*** SELECTED EXTRACT

Compliance officers at several large brokerage and advisory firms say they need additional time from FINRA to complete their 2020 branch office inspections, even beyond the already extended deadline of March 31 next year.
The comments were made during a webinar co-hosted by the Securities Industry and Financial Markets Association (SIFMA) and Bates Compliance, which counsels broker/dealers and investment advisory firms on regulatory compliance. Kevin Zambrowicz, the managing director and associate general counsel at SIFMA’s Office of General Counsel, noted that while FINRA had already pushed the end of the 2020 inspection cycle from the end of the year to the end of 2021’s first quarter, additional relief seemed necessary.
“What I’m hearing across the board from firms is while that relief is appreciated, and it’s always nice to have additional time, from a practical standpoint, it’s still not possible to be able to complete these 2020 exam cycles with that additional time,” he said.
The webinar focused on how firms conducted “virtual” branch office visits while striving to comply with FINRA rule 3110, which mandates that firms “inspect” their offices of supervisory jurisdiction and supervisory branch offices annually, nonsupervisory branch offices every three years, and nonbranch offices on a periodic basis.
The impact of the COVID-19 pandemic was swift and pronounced for on-site visits; Lou Moschetta, a senior vice president and deputy director of compliance with Wells Fargo Advisors, said he was not aware of any on-site inspections since March, and that was not expected to change. Meanwhile, Joe Neary, a chief risk officer with Cetera Financial Group, said the firm was not looking to have anyone on the road at least until after 2021’s first quarter.

******
*** RAW DATA

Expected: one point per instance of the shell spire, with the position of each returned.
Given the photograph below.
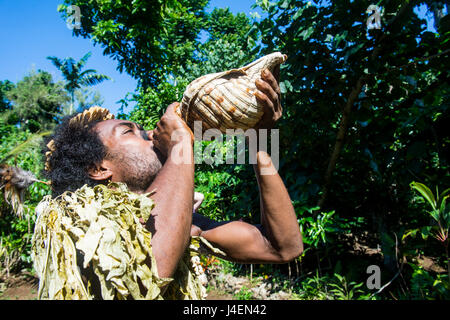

******

**ASSIGNMENT**. List every type of office that, according to the article on FINRA branch office inspections, rule 3110 requires firms to inspect, and give how often each must be inspected.

**TASK RESPONSE**.
- Offices of supervisory jurisdiction: annually
- Supervisory branch offices: annually
- Nonsupervisory branch offices: every three years
- Nonbranch offices: on a periodic basis